↓↓↓

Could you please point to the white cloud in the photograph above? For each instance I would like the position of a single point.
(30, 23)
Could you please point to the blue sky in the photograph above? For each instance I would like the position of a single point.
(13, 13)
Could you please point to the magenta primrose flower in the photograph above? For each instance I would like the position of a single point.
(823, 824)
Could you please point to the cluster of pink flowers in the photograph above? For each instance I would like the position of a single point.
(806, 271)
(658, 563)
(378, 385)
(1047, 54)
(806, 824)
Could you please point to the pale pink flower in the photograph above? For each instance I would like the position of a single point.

↑↑↑

Copy every record above exactly as it stands.

> Reply
Could you please point to the white cloud in the photograph above? For each instance I would like the position of a single point.
(30, 23)
Could you please point to the blue sky in the photograph above? For each instance I would like the position of a single point.
(13, 13)
Could you please point to the magenta primrose flower in the photograph above? For each instance I would like the position of a single point.
(823, 824)
Could you please point to the cluster of pink flowers in the photograph above? For each instance I would like the position of a single point.
(806, 271)
(658, 563)
(378, 385)
(1047, 54)
(806, 824)
Could you please point to the pale pink flower in the photograph above? For each instance I would like the position of a single point.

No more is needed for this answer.